## PROVIDED ENTRIES
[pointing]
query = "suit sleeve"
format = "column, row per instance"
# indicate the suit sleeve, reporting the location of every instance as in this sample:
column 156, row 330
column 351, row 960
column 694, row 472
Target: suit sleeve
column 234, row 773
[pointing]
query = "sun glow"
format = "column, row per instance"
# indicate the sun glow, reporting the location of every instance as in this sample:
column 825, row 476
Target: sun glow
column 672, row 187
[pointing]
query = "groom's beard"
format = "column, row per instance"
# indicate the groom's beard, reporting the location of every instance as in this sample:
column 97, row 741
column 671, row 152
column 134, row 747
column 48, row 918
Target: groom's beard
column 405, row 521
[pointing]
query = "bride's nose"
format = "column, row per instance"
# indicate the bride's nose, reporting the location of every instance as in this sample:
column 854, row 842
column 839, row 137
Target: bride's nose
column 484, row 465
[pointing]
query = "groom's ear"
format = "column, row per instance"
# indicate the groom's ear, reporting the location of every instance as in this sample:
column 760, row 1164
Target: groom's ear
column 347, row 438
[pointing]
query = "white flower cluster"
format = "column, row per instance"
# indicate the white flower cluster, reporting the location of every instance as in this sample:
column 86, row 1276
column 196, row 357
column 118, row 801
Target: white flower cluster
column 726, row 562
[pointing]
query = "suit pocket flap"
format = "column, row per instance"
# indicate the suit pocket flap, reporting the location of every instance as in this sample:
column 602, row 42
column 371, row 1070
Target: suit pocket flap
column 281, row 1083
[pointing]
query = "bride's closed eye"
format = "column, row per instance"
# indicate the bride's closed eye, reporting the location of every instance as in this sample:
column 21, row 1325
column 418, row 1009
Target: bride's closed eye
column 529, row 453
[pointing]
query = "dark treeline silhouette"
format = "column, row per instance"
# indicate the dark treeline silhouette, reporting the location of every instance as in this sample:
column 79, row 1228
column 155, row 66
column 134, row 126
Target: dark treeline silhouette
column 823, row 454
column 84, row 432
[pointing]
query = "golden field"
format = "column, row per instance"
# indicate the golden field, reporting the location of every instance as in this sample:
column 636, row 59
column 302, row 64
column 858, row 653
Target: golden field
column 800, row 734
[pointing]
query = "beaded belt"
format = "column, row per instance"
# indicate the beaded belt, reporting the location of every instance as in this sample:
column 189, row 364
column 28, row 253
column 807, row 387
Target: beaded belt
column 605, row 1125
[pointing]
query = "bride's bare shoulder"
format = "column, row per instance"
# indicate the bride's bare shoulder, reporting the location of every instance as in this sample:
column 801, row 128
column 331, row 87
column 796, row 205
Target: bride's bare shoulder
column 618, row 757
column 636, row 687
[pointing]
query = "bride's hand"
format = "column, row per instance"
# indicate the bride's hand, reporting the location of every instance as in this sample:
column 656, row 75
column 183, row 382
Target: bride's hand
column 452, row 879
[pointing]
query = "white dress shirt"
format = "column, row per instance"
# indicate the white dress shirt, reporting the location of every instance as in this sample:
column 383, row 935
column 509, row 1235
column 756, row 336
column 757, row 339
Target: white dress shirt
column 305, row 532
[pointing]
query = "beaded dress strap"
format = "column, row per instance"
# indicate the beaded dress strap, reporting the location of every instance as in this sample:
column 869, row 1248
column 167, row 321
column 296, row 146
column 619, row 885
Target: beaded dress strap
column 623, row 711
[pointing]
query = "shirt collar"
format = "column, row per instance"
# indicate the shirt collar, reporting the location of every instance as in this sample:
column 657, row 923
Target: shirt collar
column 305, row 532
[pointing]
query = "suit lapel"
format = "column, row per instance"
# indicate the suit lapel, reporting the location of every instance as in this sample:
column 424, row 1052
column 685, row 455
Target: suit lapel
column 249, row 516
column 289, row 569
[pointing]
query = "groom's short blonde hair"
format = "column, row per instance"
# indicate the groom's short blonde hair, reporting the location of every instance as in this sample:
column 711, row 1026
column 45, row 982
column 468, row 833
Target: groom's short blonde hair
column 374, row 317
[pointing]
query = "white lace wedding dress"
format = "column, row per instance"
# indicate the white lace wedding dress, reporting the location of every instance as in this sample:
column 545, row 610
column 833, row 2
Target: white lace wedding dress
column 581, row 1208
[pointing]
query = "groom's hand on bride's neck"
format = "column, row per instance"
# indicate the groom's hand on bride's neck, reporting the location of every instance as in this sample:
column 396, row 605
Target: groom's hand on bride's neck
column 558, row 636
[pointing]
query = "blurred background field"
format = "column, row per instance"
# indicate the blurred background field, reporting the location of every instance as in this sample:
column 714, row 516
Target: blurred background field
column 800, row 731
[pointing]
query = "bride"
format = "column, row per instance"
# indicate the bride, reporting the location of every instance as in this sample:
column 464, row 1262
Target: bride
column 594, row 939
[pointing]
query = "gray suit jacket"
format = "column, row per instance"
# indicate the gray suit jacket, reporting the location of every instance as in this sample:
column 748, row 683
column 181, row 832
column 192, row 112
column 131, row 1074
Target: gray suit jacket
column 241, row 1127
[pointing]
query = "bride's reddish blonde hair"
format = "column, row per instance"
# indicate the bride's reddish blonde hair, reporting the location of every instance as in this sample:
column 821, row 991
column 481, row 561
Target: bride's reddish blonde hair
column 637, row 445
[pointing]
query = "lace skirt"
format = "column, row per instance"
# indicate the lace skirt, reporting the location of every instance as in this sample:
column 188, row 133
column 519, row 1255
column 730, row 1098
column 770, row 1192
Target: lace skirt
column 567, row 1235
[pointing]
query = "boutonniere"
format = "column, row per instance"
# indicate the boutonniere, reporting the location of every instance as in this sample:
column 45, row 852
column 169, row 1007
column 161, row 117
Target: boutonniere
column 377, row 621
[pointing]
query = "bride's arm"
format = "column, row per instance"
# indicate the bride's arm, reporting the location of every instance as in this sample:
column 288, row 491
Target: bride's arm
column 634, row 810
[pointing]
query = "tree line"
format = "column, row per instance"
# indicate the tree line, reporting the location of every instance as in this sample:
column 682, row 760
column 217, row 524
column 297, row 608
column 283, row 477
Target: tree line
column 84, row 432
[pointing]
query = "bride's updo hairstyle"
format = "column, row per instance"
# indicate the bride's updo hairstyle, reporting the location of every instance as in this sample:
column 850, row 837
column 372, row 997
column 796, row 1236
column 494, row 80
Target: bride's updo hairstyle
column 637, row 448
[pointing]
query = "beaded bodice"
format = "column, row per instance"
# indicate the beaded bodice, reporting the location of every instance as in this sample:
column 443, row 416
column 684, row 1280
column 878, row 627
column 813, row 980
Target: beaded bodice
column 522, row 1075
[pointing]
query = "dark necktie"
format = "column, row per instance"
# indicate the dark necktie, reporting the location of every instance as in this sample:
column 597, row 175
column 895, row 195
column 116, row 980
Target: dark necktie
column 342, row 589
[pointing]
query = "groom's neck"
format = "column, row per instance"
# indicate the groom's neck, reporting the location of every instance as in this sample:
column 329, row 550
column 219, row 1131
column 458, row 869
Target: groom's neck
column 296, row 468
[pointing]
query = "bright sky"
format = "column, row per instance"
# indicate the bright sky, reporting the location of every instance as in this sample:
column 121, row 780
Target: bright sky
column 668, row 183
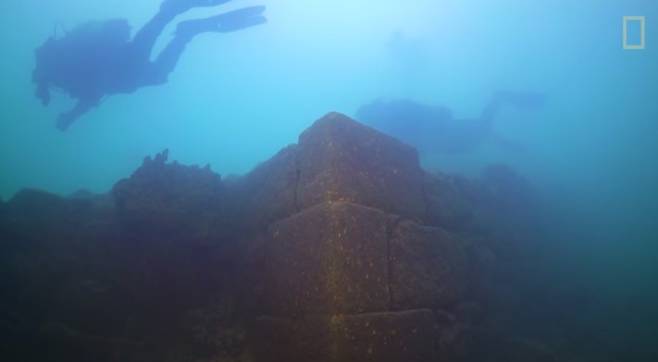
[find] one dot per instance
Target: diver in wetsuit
(98, 59)
(434, 130)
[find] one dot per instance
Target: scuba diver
(98, 59)
(433, 129)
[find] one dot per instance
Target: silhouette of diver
(433, 129)
(99, 59)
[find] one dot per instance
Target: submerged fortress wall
(339, 248)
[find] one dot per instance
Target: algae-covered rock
(341, 160)
(330, 258)
(170, 197)
(429, 267)
(339, 248)
(377, 337)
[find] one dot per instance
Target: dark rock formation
(339, 248)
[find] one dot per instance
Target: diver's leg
(146, 37)
(158, 70)
(66, 119)
(224, 23)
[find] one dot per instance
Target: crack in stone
(390, 229)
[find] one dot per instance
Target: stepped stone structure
(340, 248)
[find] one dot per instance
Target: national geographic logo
(634, 32)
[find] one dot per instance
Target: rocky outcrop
(339, 248)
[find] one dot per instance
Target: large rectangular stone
(376, 337)
(331, 258)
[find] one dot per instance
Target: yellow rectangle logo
(635, 46)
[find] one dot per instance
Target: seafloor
(339, 248)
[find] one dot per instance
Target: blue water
(235, 99)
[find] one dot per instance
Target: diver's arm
(66, 119)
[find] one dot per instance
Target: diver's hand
(180, 6)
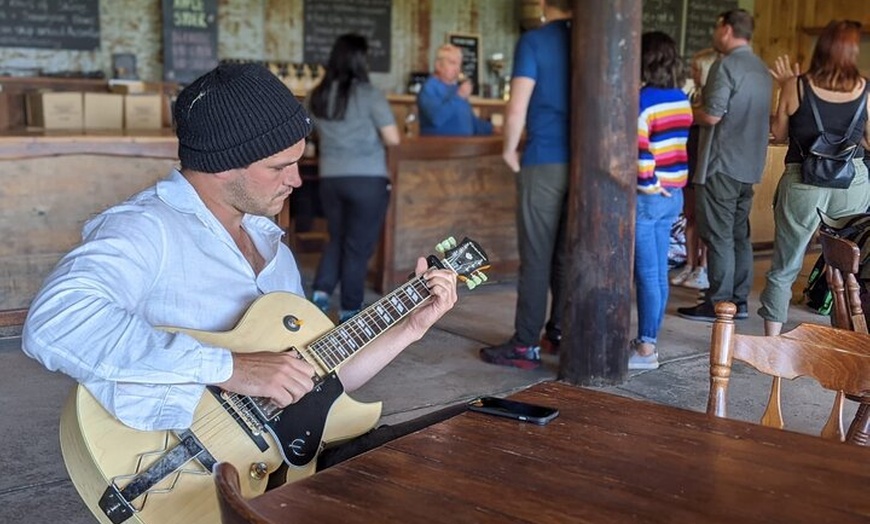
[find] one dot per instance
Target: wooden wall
(271, 30)
(788, 26)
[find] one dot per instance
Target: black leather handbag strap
(812, 99)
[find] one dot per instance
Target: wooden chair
(234, 508)
(842, 265)
(837, 359)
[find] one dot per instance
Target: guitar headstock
(466, 258)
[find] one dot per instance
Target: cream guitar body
(164, 477)
(100, 452)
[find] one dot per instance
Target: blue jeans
(655, 216)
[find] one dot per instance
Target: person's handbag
(828, 163)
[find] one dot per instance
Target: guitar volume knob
(259, 470)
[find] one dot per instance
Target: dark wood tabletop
(604, 459)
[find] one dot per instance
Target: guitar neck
(342, 342)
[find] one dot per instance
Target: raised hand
(783, 71)
(282, 377)
(442, 286)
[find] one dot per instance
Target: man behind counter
(443, 99)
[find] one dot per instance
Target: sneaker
(703, 312)
(638, 361)
(321, 300)
(697, 279)
(681, 276)
(509, 354)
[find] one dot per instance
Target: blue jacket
(444, 113)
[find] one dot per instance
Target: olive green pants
(795, 219)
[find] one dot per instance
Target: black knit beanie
(235, 115)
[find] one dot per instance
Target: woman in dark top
(354, 124)
(838, 88)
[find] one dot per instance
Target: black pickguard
(299, 428)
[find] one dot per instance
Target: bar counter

## GIVEN INSTRUCTION
Return the items word for word, from the first line through the line containing "column 484, row 465", including that line.

## EXERCISE SOLUTION
[pointing]
query = "suit sleeve"
format = "column, row per instance"
# indicate the suit sleeve, reporting the location of every instance as in this sample:
column 156, row 330
column 351, row 960
column 694, row 472
Target: suit sleeve
column 234, row 773
[pointing]
query = "sun glow"
format = "column, row per instance"
# indicate the sun glow, reporting the location of every instance as in this sample:
column 825, row 476
Target: sun glow
column 672, row 187
[pointing]
query = "groom's beard"
format = "column, row per instance"
# indicate the groom's beard, reporting the location of every instance as in this sample:
column 97, row 741
column 671, row 152
column 134, row 747
column 48, row 918
Target: groom's beard
column 405, row 521
[pointing]
query = "bride's nose"
format = "column, row per instance"
# indicate the bride's nose, reporting the location of every instance as in this sample:
column 854, row 842
column 839, row 137
Target: bride's nose
column 484, row 465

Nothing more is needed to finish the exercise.